#### [Kutipan Teks]

Kepercayaan bangsa Mesir terhadap hari akhirat jelas menunjukkan kesejajaran
dengan kepercayaan monoteistik dan agama yang benar. Bah-kan kepercayaan mereka
kepada hari akhirat saja membuktikan bahwa agama yang benar dan wahyu telah mencapai
peradaban Mesir Kuno, namun agama ini kemudian diselewengkan, dan monoteisme
berubah menjadi politeisme. Seperti telah diketahui, para pemberi peringatan yang menyeru
manusia untuk mengesakan Allah dan memerintahkan mereka untuk menjadi hamba-Nya,
telah diutus di Mesir dari masa ke masa, sebagaimana kepada seluruh penduduk dunia pada
satu masa atau masa yang lain. Salah satunya yaitu Nabi Yusuf yang kehidupannya secara
terperinci diceritakan dalam Al Quran. Sejarah Nabi Yusuf yaitu sangat penting sebab
menyebutkan kehadiran Bani Israil di Mesir dan bermukimnya mereka di sana.
Sementara, dalam sumber-sumber sejarah ada rujukan tentang orang-orang Mesir
yang menyeru manusia kepada agama-agama Mono-teistik, bahkan sebelum nabi Musa.

#### [Cuplikan Baris]
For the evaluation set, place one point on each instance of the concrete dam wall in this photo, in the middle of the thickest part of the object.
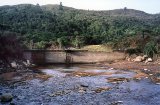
(71, 56)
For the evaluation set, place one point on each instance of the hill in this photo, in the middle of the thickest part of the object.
(48, 24)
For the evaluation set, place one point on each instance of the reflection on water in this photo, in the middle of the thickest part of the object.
(82, 85)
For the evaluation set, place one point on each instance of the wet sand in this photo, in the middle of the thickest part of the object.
(107, 84)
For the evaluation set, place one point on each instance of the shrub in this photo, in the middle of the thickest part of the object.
(150, 49)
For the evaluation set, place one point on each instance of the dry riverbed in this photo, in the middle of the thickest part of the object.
(104, 84)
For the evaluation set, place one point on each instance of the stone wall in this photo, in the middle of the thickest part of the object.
(44, 56)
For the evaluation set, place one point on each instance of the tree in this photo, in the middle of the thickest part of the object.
(60, 6)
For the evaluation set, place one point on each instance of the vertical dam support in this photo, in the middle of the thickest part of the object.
(71, 56)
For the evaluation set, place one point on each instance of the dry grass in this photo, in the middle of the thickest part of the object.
(103, 48)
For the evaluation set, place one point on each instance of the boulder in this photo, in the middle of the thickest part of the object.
(14, 64)
(149, 60)
(145, 57)
(7, 97)
(138, 59)
(28, 62)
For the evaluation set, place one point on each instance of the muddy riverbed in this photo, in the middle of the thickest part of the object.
(81, 85)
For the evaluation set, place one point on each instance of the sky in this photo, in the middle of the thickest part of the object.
(149, 6)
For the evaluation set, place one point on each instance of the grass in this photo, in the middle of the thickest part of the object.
(103, 48)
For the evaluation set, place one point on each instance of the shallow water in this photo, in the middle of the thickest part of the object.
(83, 85)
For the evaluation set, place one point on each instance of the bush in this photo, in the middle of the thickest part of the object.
(150, 49)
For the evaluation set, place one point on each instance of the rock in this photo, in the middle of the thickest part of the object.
(28, 62)
(25, 63)
(145, 57)
(7, 97)
(14, 65)
(149, 60)
(138, 59)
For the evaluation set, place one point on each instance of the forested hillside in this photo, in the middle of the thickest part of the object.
(42, 26)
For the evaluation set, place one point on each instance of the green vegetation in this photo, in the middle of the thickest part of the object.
(43, 26)
(150, 49)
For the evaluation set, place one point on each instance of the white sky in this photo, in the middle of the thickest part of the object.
(149, 6)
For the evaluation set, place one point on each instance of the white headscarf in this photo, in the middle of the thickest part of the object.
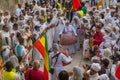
(96, 67)
(103, 77)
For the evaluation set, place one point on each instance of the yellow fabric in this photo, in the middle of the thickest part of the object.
(60, 7)
(99, 3)
(8, 75)
(81, 12)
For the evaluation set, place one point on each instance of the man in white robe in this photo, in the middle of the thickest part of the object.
(69, 29)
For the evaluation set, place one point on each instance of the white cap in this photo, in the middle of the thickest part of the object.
(96, 67)
(103, 77)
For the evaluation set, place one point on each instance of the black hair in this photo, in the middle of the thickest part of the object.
(105, 62)
(63, 75)
(8, 66)
(15, 25)
(83, 4)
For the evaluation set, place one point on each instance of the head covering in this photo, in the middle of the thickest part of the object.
(55, 47)
(108, 29)
(96, 67)
(107, 52)
(103, 77)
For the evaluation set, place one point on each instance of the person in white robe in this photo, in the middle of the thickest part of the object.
(59, 27)
(76, 24)
(69, 29)
(57, 62)
(92, 73)
(18, 10)
(105, 47)
(6, 42)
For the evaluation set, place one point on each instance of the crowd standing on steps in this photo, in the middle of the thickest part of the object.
(94, 29)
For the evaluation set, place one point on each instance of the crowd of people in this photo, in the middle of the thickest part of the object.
(96, 30)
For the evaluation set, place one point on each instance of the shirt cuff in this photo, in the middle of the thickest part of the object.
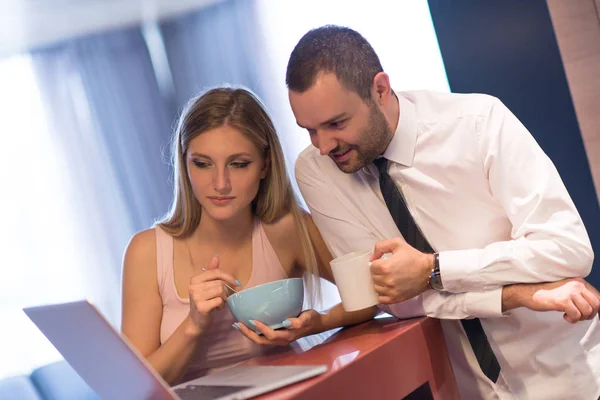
(484, 304)
(459, 271)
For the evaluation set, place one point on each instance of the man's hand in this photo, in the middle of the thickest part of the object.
(576, 298)
(403, 275)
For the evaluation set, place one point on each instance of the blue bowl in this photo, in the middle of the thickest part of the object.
(270, 303)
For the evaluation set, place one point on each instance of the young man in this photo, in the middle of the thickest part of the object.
(482, 231)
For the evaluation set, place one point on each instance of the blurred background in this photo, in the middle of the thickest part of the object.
(89, 93)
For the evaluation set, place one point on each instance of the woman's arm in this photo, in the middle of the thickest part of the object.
(142, 312)
(309, 322)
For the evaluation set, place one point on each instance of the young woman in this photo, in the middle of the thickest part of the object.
(234, 222)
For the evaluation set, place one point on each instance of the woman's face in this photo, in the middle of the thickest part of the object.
(225, 170)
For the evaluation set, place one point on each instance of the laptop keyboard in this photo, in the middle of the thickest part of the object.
(206, 392)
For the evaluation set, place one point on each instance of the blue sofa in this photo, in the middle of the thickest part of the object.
(56, 381)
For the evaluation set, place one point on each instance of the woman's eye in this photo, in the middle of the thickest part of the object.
(240, 164)
(201, 164)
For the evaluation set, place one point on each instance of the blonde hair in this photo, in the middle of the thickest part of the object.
(242, 110)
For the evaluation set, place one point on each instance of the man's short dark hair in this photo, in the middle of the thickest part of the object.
(334, 49)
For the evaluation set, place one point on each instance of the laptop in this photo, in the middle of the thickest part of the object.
(113, 368)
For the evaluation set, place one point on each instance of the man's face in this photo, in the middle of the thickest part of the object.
(341, 125)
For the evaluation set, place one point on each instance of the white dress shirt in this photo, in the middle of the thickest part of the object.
(492, 204)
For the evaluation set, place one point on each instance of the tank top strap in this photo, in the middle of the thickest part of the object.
(266, 266)
(164, 263)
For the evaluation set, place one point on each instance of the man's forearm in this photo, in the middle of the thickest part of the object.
(337, 317)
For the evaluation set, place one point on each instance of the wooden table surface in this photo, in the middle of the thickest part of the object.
(384, 358)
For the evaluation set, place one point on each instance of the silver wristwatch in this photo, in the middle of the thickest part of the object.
(435, 281)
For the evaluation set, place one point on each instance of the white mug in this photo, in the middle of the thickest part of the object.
(352, 274)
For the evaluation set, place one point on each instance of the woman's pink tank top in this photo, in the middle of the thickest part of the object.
(222, 345)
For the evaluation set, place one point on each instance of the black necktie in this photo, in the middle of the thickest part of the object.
(413, 236)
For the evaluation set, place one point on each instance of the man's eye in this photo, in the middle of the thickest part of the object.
(201, 164)
(337, 124)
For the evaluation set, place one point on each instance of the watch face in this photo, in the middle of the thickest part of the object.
(436, 282)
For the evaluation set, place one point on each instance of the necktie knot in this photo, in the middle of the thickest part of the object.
(382, 165)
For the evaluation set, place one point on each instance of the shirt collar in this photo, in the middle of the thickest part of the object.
(401, 149)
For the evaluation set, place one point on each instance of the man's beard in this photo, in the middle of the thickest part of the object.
(372, 141)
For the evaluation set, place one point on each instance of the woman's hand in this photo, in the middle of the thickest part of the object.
(208, 293)
(307, 323)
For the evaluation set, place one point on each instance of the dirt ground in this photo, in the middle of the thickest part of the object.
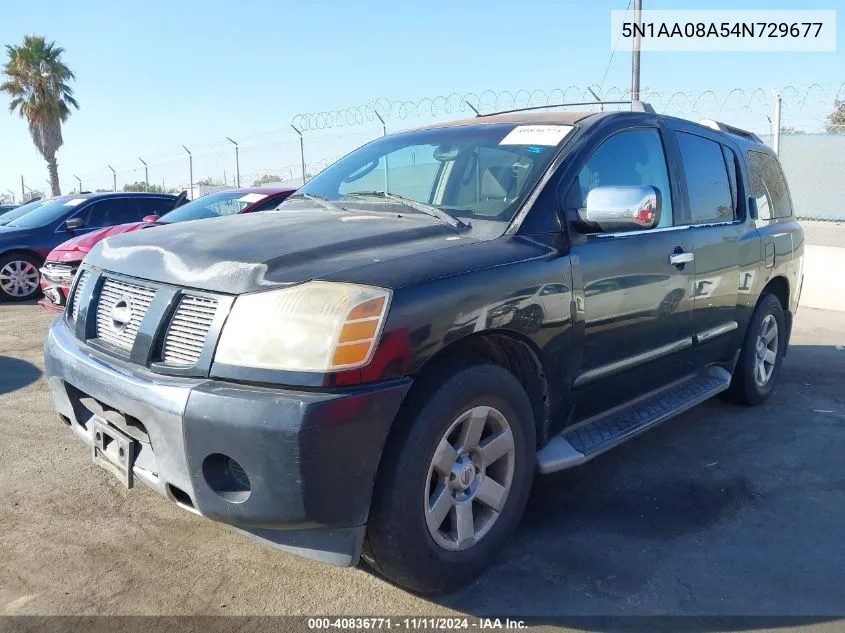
(725, 510)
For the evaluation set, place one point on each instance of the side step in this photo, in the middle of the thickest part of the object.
(594, 436)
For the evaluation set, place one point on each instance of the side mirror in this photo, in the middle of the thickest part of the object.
(609, 209)
(74, 223)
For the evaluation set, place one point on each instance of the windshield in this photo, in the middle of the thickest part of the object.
(473, 171)
(17, 212)
(48, 212)
(213, 205)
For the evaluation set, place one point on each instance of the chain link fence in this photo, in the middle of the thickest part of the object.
(811, 157)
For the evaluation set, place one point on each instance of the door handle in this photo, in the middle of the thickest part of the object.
(678, 259)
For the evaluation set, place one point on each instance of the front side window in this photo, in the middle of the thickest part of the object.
(155, 206)
(213, 205)
(110, 212)
(482, 172)
(707, 179)
(768, 187)
(633, 158)
(47, 213)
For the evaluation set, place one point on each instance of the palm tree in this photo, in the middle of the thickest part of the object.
(38, 86)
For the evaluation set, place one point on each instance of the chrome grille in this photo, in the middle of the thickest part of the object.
(188, 330)
(112, 292)
(84, 276)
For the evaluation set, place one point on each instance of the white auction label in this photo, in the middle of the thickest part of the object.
(252, 197)
(536, 135)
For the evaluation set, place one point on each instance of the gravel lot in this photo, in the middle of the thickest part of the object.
(722, 511)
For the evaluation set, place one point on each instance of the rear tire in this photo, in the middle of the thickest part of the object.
(454, 480)
(761, 355)
(19, 277)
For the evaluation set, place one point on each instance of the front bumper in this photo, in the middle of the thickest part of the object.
(55, 295)
(310, 457)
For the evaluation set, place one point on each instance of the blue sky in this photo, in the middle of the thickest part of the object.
(155, 75)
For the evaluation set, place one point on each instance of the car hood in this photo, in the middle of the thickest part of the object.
(84, 243)
(245, 253)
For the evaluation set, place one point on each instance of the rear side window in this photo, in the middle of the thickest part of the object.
(768, 186)
(708, 183)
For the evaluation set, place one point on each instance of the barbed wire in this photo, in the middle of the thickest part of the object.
(326, 133)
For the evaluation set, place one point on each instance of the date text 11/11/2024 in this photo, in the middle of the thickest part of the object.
(414, 623)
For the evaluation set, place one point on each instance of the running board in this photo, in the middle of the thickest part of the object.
(594, 436)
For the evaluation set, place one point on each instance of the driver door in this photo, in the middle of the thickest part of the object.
(635, 320)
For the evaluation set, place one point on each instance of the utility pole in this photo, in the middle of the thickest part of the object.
(190, 172)
(146, 175)
(237, 163)
(635, 62)
(301, 151)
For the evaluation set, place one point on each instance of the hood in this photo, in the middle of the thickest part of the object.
(87, 241)
(255, 251)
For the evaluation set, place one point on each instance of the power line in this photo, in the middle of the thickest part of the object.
(613, 52)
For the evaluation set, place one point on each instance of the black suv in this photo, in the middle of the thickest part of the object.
(381, 365)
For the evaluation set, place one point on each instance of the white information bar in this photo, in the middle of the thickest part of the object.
(724, 30)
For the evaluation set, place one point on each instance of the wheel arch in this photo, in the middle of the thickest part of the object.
(778, 286)
(21, 250)
(510, 350)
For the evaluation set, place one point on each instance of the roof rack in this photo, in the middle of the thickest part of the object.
(636, 106)
(730, 129)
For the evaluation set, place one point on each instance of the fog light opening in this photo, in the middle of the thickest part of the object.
(226, 477)
(180, 496)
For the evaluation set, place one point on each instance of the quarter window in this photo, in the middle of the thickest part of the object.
(768, 186)
(707, 179)
(633, 158)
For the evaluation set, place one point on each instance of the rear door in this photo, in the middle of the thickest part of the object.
(715, 219)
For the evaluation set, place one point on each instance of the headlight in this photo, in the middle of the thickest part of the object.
(317, 326)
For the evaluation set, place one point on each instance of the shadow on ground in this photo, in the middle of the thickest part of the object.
(16, 374)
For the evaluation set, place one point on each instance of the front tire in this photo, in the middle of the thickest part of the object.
(761, 355)
(454, 480)
(19, 277)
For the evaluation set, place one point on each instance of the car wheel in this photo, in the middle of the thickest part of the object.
(454, 480)
(19, 277)
(762, 353)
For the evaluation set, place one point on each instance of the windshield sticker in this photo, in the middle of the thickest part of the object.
(536, 135)
(252, 197)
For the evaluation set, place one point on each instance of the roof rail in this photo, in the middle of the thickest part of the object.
(636, 106)
(730, 129)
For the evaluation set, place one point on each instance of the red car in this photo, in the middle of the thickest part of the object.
(60, 267)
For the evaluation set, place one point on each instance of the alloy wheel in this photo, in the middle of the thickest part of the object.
(469, 478)
(766, 351)
(19, 278)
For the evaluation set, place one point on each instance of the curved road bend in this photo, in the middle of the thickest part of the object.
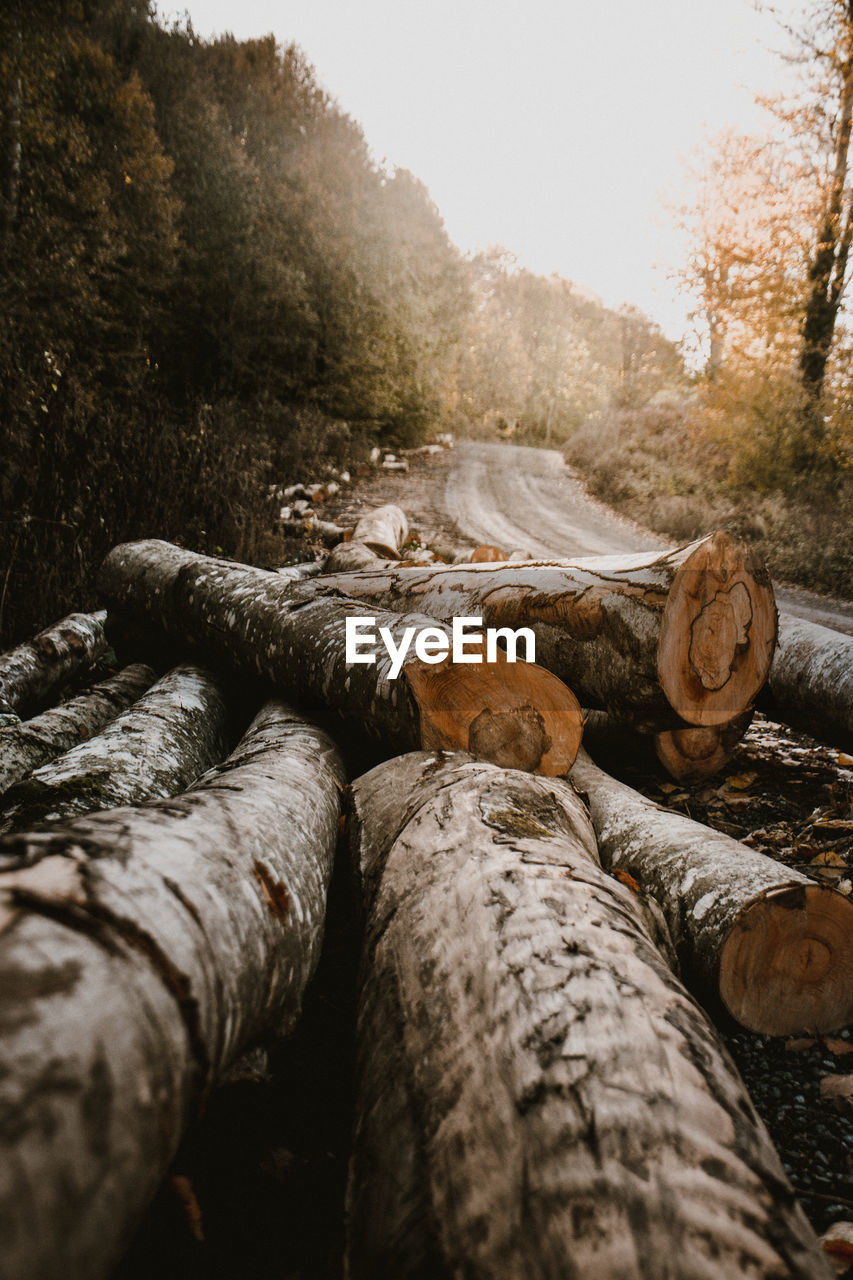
(527, 499)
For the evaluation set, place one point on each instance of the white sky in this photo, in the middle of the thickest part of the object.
(551, 127)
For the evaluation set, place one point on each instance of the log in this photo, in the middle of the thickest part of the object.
(35, 668)
(512, 713)
(382, 530)
(811, 681)
(296, 572)
(155, 749)
(775, 945)
(141, 952)
(536, 1093)
(660, 640)
(349, 557)
(36, 741)
(318, 530)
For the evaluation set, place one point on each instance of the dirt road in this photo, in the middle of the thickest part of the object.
(528, 499)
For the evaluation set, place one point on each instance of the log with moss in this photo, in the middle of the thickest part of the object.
(536, 1093)
(141, 952)
(33, 743)
(33, 670)
(772, 944)
(660, 639)
(155, 749)
(811, 681)
(516, 714)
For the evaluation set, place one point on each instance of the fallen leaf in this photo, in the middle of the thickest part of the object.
(838, 1046)
(624, 878)
(740, 781)
(838, 1091)
(838, 1243)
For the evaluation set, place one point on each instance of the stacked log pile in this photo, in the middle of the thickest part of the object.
(527, 919)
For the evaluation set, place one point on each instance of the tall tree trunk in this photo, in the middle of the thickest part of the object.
(537, 1096)
(12, 145)
(811, 681)
(828, 268)
(141, 952)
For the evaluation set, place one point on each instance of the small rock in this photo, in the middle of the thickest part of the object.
(838, 1091)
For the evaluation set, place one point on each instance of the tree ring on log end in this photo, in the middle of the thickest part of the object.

#### [Yang Harus Dikerjakan]
A - Kutip tanpa mengubah apa pun bagian teks tentang kepercayaan Mesir Kuno di atas, mulai dari "Sementara, dalam sumber-sumber" sampai "sebelum nabi Musa.", termasuk kedua ujungnya.
B - Menurut teks tentang kepercayaan Mesir Kuno di atas, mengapa sejarah Nabi Yusuf dianggap sangat penting?

#### [Hasilnya]
A -
Sementara, dalam sumber-sumber sejarah ada rujukan tentang orang-orang Mesir
yang menyeru manusia kepada agama-agama Mono-teistik, bahkan sebelum nabi Musa.

B - Karena sejarah itu menyebutkan kehadiran Bani Israil di Mesir dan bermukimnya mereka di sana.